Given request >>
Write out exactly the lines below that run from the line containing "Outline every instance of the hand" through the last line of the records.

===== Input material =====

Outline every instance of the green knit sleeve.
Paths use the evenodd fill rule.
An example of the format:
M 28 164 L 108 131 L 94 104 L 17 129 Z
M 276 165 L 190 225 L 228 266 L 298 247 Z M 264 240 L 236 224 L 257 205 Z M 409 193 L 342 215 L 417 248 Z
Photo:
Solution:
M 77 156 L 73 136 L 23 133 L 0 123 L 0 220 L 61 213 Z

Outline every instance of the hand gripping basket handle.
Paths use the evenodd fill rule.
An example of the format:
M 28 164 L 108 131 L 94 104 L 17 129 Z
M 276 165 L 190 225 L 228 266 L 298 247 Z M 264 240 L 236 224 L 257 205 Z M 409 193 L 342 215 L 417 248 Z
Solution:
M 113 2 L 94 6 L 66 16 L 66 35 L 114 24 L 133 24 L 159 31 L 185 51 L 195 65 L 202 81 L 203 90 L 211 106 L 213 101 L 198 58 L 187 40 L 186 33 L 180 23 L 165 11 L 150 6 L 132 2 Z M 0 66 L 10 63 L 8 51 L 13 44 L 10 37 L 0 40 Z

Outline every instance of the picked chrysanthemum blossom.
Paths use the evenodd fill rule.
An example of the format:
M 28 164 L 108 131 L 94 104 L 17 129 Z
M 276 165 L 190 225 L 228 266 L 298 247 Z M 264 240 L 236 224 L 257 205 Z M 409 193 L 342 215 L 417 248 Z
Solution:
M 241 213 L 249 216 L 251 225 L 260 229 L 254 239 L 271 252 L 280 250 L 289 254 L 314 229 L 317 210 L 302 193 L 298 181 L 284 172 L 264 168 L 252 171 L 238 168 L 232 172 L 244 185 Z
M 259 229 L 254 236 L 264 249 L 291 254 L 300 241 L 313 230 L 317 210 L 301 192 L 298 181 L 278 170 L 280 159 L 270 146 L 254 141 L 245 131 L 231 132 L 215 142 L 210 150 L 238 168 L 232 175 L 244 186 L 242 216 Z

=====

Full response >>
Outline every instance of the hand gripping basket handle.
Paths use the evenodd fill rule.
An example of the format:
M 28 164 L 108 131 L 94 104 L 17 129 Z
M 276 165 L 190 225 L 228 266 L 298 247 Z M 264 240 L 236 224 L 257 205 Z M 409 193 L 342 215 L 417 248 Z
Solution:
M 113 2 L 94 6 L 66 16 L 66 35 L 114 24 L 133 24 L 159 31 L 185 51 L 195 65 L 202 81 L 203 90 L 211 106 L 213 101 L 198 58 L 187 40 L 186 33 L 180 23 L 165 11 L 150 6 L 132 2 Z M 0 66 L 10 63 L 8 51 L 13 44 L 10 37 L 0 40 Z

Outline every instance of the picked chrysanthemum blossom.
Paths use the evenodd fill rule.
An example of the format:
M 28 164 L 108 131 L 94 104 L 17 129 Z
M 276 165 L 190 225 L 228 266 L 298 247 Z M 264 240 L 236 224 L 257 205 Z M 409 193 L 342 215 L 417 248 Z
Solution:
M 241 213 L 249 216 L 251 225 L 260 229 L 254 239 L 271 252 L 280 250 L 289 254 L 314 229 L 317 210 L 302 193 L 298 181 L 284 172 L 264 168 L 252 171 L 238 168 L 232 172 L 244 185 Z
M 259 229 L 254 236 L 264 249 L 291 254 L 300 241 L 313 230 L 317 210 L 301 192 L 298 181 L 278 170 L 280 159 L 270 146 L 254 141 L 245 131 L 231 132 L 215 142 L 210 150 L 238 168 L 232 175 L 244 186 L 242 216 Z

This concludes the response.